──────── Records supplied ────────

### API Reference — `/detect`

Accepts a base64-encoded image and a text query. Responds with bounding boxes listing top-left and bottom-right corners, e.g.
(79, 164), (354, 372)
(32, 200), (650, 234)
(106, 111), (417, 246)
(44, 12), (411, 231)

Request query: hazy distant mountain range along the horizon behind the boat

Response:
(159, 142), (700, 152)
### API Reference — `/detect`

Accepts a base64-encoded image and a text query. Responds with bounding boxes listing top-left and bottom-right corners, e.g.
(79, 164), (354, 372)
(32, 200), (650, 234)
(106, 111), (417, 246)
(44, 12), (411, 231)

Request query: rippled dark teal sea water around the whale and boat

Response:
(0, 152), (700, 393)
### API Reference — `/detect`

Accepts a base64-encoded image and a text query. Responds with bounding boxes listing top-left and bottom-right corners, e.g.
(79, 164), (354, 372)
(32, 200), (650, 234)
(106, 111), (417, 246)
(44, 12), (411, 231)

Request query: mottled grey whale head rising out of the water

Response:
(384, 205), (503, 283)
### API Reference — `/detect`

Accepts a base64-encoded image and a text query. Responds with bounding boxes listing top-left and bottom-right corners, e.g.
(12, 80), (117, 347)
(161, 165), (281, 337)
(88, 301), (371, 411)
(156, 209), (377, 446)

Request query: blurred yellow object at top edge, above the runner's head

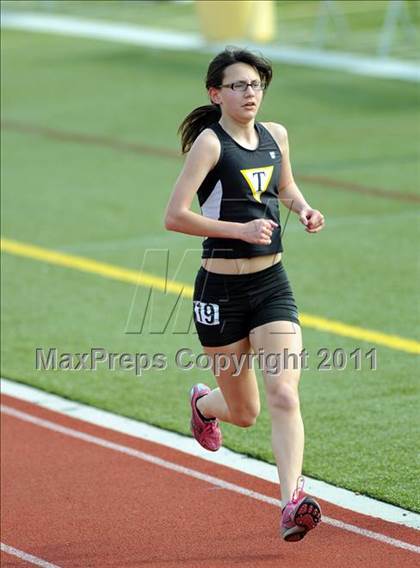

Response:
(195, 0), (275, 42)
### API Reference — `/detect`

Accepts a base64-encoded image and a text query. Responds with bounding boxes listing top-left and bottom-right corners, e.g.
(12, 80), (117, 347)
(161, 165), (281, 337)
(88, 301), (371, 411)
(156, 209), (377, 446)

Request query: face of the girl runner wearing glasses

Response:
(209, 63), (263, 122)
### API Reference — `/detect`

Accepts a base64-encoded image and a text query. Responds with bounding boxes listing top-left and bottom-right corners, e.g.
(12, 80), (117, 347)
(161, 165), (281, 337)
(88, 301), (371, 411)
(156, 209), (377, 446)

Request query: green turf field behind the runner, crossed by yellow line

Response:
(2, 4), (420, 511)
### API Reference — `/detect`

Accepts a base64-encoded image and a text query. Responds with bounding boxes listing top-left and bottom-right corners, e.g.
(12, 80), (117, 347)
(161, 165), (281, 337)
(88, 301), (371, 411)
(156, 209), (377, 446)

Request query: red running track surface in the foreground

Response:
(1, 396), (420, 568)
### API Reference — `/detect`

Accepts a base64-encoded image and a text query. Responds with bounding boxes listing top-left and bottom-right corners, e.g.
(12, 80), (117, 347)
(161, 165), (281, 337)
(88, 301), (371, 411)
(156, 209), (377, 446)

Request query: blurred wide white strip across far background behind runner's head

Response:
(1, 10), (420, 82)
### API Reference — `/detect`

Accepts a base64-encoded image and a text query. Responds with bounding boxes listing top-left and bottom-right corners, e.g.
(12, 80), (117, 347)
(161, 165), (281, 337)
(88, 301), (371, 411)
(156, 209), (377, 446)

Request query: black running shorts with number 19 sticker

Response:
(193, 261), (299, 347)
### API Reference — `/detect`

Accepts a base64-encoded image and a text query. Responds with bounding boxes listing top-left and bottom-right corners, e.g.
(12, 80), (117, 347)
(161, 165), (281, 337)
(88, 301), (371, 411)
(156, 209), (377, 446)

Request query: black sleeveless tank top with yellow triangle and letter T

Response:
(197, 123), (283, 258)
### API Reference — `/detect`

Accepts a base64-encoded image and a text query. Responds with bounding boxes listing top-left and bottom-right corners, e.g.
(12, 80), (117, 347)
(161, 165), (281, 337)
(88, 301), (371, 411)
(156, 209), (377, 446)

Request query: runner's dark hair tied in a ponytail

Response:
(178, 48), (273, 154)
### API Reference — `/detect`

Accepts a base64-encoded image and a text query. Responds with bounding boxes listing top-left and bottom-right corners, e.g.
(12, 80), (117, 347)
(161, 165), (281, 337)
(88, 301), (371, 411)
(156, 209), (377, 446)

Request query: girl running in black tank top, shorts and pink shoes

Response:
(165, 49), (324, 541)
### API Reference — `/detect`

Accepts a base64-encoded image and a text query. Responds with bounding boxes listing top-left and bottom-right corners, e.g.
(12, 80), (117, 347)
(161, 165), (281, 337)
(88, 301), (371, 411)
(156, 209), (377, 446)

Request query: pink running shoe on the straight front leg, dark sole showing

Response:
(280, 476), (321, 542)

────────
──────── Records supplied ────────

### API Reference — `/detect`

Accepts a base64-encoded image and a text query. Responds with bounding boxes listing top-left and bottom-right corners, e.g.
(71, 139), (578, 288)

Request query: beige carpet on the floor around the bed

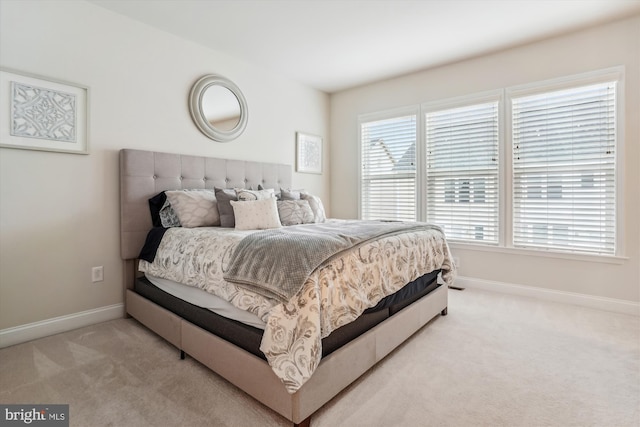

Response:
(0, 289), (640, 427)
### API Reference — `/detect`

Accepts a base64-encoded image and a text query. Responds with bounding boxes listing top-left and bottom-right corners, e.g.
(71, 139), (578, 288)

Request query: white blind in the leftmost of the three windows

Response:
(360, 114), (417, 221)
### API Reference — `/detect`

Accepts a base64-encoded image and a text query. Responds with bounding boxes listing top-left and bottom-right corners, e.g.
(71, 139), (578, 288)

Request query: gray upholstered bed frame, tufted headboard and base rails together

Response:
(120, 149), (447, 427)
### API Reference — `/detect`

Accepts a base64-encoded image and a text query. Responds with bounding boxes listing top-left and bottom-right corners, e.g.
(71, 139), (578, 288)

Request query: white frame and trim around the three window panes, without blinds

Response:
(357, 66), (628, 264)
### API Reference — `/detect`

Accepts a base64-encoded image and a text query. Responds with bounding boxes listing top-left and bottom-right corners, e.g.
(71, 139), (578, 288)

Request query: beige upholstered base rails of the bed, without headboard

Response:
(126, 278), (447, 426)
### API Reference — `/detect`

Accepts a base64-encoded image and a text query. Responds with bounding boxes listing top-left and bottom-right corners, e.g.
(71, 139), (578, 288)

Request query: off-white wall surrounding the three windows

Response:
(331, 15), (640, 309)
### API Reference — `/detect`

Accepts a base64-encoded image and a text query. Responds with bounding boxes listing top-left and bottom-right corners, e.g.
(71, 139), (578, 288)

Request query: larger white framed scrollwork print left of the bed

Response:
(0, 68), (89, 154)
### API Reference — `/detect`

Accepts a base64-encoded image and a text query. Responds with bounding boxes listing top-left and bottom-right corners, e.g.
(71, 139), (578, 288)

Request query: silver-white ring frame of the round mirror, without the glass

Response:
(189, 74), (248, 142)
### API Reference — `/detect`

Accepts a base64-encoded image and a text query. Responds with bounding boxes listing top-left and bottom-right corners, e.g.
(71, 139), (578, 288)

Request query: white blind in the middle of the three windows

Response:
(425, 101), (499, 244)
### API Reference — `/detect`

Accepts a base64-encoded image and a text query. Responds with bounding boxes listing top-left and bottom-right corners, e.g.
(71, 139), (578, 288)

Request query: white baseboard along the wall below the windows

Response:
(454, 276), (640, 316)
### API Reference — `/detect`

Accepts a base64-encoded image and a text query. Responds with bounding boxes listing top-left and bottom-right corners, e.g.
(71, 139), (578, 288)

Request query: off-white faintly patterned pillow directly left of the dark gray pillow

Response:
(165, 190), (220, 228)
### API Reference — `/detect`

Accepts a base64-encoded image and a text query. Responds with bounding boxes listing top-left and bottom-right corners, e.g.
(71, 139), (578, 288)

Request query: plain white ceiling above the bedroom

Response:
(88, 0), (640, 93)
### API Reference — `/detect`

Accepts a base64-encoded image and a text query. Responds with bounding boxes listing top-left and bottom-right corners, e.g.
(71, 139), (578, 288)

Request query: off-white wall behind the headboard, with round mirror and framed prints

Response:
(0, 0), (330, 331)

────────

## Problem description
Wherever the string "white" shows up in a line above, tally that line, and answer with the final number alone.

## Result of this exercise
11